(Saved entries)
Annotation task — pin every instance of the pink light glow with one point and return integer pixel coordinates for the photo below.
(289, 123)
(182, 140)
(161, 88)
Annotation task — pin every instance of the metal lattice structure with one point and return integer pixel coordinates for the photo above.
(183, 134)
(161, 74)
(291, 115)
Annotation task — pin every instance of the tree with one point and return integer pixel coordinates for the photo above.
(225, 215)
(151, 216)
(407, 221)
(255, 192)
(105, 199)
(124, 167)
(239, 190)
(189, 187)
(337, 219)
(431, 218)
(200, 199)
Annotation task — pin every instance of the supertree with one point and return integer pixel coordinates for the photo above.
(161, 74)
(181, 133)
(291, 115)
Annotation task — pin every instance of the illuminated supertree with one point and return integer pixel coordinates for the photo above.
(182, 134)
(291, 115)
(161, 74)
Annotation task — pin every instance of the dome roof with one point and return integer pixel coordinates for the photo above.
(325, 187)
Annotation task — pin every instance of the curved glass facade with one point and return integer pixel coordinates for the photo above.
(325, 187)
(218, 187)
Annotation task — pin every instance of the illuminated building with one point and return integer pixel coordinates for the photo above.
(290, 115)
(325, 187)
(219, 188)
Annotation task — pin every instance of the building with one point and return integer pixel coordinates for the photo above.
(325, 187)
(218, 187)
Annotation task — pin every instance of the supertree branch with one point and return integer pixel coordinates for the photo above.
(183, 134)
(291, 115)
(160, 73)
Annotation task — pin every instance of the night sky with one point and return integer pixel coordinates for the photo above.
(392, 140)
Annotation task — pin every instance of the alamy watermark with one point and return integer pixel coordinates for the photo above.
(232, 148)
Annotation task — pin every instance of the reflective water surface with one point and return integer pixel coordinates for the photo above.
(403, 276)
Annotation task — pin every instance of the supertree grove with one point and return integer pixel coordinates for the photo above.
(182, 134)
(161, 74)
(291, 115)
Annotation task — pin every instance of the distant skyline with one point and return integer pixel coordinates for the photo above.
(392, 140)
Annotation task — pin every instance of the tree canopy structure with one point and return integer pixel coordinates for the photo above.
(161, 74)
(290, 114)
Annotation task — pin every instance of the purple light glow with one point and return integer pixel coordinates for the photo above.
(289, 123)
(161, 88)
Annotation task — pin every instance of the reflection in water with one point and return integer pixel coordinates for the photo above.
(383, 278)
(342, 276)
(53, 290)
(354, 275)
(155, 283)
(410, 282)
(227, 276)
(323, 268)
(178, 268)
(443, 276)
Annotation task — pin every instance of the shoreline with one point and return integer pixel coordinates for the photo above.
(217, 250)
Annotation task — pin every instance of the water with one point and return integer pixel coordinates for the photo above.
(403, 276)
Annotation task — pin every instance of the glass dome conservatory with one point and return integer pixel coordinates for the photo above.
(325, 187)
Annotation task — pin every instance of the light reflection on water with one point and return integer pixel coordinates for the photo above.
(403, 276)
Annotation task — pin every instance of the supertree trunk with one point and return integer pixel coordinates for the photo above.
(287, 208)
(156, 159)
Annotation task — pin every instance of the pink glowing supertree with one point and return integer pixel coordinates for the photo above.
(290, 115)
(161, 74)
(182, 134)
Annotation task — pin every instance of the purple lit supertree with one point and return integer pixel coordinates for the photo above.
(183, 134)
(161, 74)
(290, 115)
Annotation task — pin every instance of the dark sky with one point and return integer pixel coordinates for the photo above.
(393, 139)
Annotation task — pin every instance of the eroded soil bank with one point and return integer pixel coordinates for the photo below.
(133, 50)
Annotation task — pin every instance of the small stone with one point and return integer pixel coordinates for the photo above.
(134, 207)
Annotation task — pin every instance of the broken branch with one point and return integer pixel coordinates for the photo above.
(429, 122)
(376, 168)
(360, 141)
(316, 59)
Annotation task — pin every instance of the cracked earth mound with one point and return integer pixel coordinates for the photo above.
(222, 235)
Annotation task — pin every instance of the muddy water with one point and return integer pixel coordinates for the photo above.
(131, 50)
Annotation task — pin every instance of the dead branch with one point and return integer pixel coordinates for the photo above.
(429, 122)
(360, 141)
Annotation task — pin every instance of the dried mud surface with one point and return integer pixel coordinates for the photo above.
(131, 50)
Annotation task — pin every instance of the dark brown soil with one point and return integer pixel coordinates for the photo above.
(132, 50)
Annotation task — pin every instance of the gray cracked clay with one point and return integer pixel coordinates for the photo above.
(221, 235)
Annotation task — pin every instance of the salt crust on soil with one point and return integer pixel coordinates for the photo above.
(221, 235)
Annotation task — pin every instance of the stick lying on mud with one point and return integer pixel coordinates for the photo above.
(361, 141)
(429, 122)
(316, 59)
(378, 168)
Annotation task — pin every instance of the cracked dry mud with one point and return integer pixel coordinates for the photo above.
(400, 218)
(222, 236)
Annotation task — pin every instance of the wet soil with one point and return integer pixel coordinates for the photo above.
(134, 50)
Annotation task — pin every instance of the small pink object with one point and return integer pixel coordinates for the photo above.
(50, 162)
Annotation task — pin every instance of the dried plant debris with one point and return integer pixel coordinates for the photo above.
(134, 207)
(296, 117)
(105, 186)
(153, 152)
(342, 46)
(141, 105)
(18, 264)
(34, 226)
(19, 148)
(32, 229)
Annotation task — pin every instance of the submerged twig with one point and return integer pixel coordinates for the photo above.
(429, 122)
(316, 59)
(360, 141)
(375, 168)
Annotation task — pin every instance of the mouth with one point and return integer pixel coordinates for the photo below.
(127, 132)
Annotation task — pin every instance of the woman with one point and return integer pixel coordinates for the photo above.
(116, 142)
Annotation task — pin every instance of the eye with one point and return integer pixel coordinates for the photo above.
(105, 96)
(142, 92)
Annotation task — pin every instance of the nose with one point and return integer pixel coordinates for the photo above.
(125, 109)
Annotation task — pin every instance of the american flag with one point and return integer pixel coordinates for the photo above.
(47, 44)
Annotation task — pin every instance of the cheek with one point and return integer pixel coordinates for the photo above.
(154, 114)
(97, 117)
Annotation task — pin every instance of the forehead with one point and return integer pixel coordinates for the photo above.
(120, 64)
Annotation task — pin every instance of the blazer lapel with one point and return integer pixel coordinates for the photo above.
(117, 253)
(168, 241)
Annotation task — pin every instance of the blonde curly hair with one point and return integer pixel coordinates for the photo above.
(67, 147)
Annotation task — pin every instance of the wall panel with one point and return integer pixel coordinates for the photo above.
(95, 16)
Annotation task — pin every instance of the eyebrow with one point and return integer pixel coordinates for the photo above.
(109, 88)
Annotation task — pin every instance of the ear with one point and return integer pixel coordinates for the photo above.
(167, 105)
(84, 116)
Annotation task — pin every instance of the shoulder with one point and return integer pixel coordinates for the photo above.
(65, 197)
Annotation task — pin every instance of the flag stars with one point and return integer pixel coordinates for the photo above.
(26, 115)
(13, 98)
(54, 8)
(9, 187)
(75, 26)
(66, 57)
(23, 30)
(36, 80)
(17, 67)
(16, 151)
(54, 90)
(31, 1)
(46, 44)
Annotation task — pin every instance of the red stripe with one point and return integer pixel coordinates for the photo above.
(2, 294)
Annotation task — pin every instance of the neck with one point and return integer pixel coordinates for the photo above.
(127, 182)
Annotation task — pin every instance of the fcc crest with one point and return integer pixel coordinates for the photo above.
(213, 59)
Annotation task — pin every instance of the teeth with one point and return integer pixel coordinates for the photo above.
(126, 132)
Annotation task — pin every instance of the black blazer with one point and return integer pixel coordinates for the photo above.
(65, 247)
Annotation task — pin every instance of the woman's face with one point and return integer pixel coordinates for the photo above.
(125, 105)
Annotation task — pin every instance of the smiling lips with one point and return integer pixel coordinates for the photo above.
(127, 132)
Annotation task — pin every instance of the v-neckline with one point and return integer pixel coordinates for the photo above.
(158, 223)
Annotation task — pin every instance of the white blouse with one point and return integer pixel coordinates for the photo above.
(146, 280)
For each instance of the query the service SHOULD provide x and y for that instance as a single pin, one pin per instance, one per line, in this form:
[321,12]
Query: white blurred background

--

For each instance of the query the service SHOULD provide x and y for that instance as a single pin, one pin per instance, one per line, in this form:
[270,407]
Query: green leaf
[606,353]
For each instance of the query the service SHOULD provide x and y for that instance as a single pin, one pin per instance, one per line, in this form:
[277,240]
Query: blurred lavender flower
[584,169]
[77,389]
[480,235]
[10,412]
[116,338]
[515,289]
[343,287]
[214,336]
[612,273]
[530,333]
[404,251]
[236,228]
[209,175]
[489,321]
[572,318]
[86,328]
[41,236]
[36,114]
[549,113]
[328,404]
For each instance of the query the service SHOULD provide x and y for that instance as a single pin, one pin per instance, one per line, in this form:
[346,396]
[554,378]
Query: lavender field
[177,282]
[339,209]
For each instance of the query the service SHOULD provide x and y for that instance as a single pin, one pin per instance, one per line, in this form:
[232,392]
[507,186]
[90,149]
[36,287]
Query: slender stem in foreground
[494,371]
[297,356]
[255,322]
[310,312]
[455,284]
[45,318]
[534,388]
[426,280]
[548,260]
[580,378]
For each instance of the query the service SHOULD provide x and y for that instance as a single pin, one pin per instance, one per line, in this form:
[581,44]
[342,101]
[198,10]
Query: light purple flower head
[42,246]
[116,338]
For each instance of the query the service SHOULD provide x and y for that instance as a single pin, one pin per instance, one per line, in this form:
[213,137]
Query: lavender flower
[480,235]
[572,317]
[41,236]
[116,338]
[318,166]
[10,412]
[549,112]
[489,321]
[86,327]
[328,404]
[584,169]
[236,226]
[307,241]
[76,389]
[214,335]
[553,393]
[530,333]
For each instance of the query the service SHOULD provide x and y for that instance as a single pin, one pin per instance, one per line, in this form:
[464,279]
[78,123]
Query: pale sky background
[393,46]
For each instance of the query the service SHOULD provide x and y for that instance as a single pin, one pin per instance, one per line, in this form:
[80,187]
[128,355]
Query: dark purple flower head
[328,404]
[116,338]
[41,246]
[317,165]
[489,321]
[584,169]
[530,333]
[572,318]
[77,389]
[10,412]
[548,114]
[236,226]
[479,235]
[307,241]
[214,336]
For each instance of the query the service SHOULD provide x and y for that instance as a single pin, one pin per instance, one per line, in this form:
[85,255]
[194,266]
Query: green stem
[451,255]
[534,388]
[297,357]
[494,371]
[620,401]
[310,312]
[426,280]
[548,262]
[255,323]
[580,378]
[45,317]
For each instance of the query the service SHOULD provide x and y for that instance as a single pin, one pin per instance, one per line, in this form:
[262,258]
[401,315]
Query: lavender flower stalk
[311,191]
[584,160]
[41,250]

WHAT IS REQUIRED -> An exact copy of the lines above, from the one containing "Annotation task — pin every instance of the teeth" down to the one containing "Query: white blurred background" and including both, is the whole answer; retype it and nothing else.

OUTPUT OF THE EXERCISE ->
Annotation task — pin every instance of the teeth with one point and return integer pixel coordinates for the photo above.
(126, 132)
Annotation task — pin every instance of the black blazer with one point and return integer pixel coordinates for the photo above.
(65, 247)
Annotation task — pin every instance of the woman's face with one point and return integer pixel coordinates for the photo above.
(125, 105)
Annotation task — pin every instance of the smiling lips with one point and return integer pixel coordinates for the photo above.
(127, 132)
Annotation task — pin every instance of the v-neckline with one point and return integer pixel coordinates for the photo above.
(158, 223)
Annotation task — pin every instance of the white blouse with one point and return integer pixel coordinates for the photo above.
(146, 280)
For each instance of the query the service SHOULD provide x and y for that instance as a single pin, one pin per instance, one per line, in this form:
[321,12]
Query: white blurred background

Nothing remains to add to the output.